┌─ Source data
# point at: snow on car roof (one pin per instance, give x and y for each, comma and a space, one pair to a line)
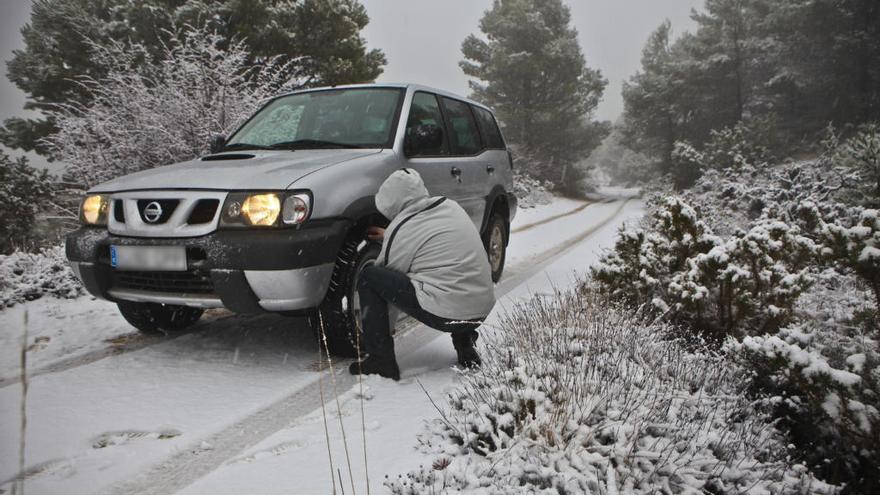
408, 86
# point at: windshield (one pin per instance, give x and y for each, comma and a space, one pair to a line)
344, 118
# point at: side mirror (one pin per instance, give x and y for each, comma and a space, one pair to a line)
217, 143
424, 139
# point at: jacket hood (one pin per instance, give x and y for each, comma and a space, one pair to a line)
400, 190
246, 170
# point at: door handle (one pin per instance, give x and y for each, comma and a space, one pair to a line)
456, 172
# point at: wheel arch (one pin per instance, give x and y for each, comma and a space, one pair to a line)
497, 200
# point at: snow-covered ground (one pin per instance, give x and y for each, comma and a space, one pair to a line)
120, 423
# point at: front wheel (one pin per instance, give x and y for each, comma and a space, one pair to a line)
495, 242
338, 316
158, 318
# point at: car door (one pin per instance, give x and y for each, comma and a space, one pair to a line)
495, 160
466, 153
437, 167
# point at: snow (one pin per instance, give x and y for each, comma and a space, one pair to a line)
58, 329
394, 415
108, 420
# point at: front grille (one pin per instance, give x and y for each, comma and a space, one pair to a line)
161, 208
169, 282
118, 211
204, 211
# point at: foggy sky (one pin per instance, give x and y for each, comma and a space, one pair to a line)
422, 40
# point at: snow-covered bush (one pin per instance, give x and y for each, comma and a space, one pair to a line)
857, 247
825, 387
793, 279
643, 261
748, 284
687, 165
861, 154
801, 193
28, 276
737, 147
745, 284
580, 395
143, 115
25, 192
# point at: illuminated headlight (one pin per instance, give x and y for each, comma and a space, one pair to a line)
266, 209
261, 209
93, 210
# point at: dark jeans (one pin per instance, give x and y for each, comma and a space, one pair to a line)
378, 286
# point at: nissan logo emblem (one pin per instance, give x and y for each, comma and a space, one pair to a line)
153, 212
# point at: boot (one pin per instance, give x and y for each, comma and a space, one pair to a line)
376, 365
464, 343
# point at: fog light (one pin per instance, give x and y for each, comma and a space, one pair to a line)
261, 209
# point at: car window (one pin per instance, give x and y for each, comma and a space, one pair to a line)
425, 110
488, 129
464, 138
357, 117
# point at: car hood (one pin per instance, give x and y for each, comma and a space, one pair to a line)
245, 170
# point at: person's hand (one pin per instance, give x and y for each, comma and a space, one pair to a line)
375, 234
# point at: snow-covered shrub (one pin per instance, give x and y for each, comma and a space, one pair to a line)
579, 395
747, 283
857, 247
25, 192
825, 387
801, 193
28, 276
861, 155
737, 147
643, 261
143, 115
687, 165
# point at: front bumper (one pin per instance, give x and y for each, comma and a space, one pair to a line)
246, 271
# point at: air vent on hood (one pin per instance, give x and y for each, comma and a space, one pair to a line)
227, 156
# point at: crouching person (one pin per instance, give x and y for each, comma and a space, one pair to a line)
432, 266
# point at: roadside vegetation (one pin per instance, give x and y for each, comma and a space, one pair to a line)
747, 300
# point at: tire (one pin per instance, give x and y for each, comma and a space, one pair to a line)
339, 310
159, 318
495, 242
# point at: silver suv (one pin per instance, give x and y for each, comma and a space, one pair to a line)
274, 219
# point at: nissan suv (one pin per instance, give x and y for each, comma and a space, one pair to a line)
274, 219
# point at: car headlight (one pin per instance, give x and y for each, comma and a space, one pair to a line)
265, 209
93, 210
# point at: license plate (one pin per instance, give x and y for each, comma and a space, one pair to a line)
149, 258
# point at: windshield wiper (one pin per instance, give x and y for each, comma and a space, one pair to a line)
311, 143
246, 146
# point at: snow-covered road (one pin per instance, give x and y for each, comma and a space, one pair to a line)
234, 407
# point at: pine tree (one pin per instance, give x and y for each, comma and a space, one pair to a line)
24, 191
530, 69
322, 36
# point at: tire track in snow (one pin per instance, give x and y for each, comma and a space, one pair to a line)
194, 461
137, 342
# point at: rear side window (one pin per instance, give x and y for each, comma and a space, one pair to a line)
489, 129
426, 111
464, 138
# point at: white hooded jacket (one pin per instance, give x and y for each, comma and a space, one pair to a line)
434, 242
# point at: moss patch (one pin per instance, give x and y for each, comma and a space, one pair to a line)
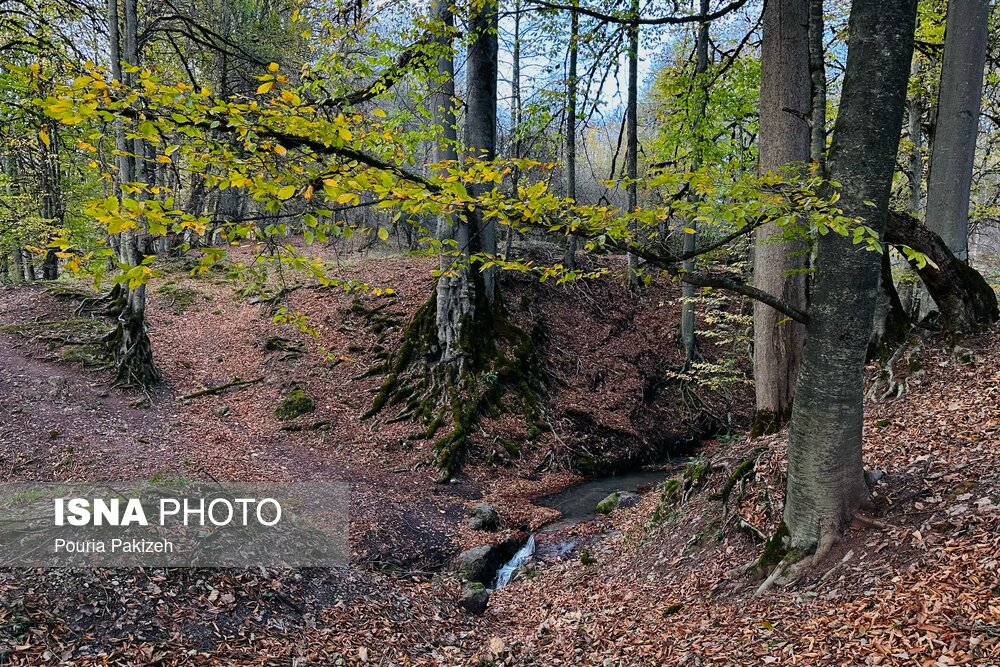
297, 402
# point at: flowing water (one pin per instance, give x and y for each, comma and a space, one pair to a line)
577, 504
520, 558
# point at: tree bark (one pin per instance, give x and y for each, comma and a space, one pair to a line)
632, 143
571, 83
690, 244
967, 302
817, 73
786, 96
129, 342
825, 476
455, 289
481, 123
961, 89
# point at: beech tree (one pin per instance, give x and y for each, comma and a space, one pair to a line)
826, 484
779, 265
957, 126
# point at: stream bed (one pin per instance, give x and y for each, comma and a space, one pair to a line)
577, 504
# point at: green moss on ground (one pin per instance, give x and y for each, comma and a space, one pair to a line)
296, 403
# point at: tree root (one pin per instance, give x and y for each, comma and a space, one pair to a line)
498, 370
797, 561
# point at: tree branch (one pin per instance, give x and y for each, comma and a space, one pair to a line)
636, 20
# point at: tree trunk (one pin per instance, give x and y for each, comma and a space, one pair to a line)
817, 73
571, 82
18, 265
967, 302
128, 342
825, 476
481, 124
950, 176
785, 98
912, 296
632, 143
455, 291
690, 244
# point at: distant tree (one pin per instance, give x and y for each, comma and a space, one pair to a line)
957, 126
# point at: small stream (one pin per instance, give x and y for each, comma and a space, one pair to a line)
577, 504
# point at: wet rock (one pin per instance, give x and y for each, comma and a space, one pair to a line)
483, 516
475, 597
478, 564
618, 499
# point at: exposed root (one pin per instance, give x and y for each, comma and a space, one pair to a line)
128, 342
797, 561
498, 369
873, 523
893, 380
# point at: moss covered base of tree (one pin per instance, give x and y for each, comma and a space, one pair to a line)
498, 370
128, 343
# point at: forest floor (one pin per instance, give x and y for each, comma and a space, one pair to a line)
916, 583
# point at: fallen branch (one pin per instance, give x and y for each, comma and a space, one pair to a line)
208, 391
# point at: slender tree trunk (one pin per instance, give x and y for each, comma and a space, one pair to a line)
825, 476
967, 302
481, 122
571, 83
632, 143
817, 72
912, 296
455, 289
688, 338
516, 113
129, 341
950, 176
779, 268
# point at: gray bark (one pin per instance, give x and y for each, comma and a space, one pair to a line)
481, 122
817, 72
455, 290
688, 339
786, 97
571, 83
825, 475
950, 176
632, 141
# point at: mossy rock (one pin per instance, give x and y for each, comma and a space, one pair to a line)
297, 402
616, 500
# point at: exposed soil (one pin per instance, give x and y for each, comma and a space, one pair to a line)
644, 585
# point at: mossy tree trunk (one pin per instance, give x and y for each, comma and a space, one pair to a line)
460, 353
825, 476
779, 267
128, 342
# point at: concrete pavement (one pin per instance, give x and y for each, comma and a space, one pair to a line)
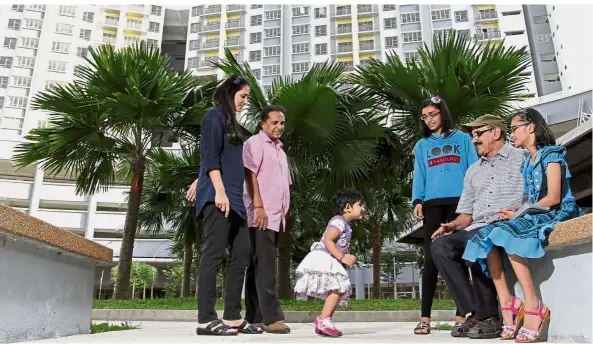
185, 332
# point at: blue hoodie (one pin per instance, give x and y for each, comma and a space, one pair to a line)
439, 167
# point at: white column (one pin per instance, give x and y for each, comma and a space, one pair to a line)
89, 230
36, 190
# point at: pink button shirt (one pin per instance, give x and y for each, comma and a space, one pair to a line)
267, 160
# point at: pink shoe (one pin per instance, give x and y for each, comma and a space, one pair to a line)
325, 327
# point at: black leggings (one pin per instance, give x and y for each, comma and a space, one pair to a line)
433, 217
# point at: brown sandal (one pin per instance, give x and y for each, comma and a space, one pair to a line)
423, 328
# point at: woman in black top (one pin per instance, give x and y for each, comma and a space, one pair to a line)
219, 204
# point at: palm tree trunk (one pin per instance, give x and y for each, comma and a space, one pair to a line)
284, 252
127, 244
377, 264
187, 262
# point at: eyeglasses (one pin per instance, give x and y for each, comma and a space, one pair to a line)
477, 134
515, 127
428, 115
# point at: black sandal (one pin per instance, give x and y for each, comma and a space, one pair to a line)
216, 328
248, 328
421, 327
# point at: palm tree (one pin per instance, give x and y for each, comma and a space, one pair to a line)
103, 126
472, 79
331, 139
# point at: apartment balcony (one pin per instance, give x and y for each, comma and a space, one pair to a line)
110, 22
364, 9
235, 8
215, 26
211, 44
482, 17
486, 36
232, 41
235, 24
213, 10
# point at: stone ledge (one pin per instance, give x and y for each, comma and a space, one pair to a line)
569, 232
290, 316
18, 224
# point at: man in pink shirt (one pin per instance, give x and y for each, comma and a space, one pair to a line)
267, 198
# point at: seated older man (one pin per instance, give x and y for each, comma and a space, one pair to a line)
492, 183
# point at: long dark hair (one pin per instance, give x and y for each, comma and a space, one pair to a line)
446, 121
543, 134
224, 98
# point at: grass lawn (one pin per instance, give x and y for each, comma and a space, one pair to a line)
106, 327
190, 303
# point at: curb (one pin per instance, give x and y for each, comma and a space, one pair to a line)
290, 316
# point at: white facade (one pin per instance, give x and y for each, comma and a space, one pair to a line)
570, 27
288, 39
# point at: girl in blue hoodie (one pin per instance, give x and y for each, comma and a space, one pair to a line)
442, 157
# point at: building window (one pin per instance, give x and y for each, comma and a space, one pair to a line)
5, 61
21, 81
18, 102
60, 47
321, 49
14, 24
256, 20
321, 12
28, 42
321, 30
34, 24
410, 37
548, 57
300, 48
255, 38
300, 67
391, 42
57, 66
154, 27
272, 51
85, 34
271, 70
543, 37
9, 42
300, 11
540, 19
64, 29
255, 56
300, 30
273, 15
88, 17
271, 33
82, 52
156, 10
441, 14
390, 23
461, 16
69, 11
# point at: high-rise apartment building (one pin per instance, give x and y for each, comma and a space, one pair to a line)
288, 39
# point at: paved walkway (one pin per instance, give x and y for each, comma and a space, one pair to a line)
185, 332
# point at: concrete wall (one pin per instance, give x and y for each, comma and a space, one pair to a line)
563, 282
43, 293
└─
__Task details__: Everything from the line containing "# point at: stone" through the last line of the records must be given again exactly; leave out all other lines.

__Result below__:
# point at: stone ledge (one pin per instance, give x and y for each, comma and a space, one pair to a line)
569, 232
290, 316
18, 224
# point at: man in pink shirt (one pin per instance, give x and y for each, comma and a space, one pair to a line)
267, 198
# point at: seated older man (one pin per instance, give x and y for each, comma and a space, one pair to a line)
492, 183
# point at: long dark hair (one pin per instance, give x and y for each, comma and a space, one pair to a line)
446, 121
543, 134
224, 98
# point at: grass lawn (one pin per instance, give x and y for each, comma and a space, one pair to a line)
106, 327
190, 303
# point at: curb (one pin per instance, give x and y for each, comma and a space, one pair to a line)
290, 316
# point at: white facade (one pin per instance, give x and y for each, comma and a space, one pair to a line)
570, 27
288, 39
# point at: girl in blue hoodie (one pin per instance, give x and y for each, comma and a space, one pair to a line)
442, 157
# point at: building window (one pin per instance, give x and y for each, comma and a space, one pair to a line)
5, 61
21, 81
18, 102
60, 47
321, 49
14, 24
256, 20
321, 12
28, 42
321, 30
34, 24
410, 37
548, 57
300, 48
255, 38
300, 67
391, 42
57, 66
154, 27
272, 51
85, 34
271, 70
543, 37
9, 42
300, 11
540, 19
64, 29
255, 56
300, 30
273, 15
88, 17
271, 33
82, 52
156, 10
441, 14
390, 23
461, 16
69, 11
# point at: high-rise apartment building (one pin per instance, give x and y for each, comma and a space, one pair to a line)
288, 39
# point at: paved walkway (one pin per instance, give x and y for each, comma and a space, one pair to a line)
185, 332
# point at: concrete wall (one pin per instance, give x and y for each, comma and a space, one pair to a line)
563, 282
43, 293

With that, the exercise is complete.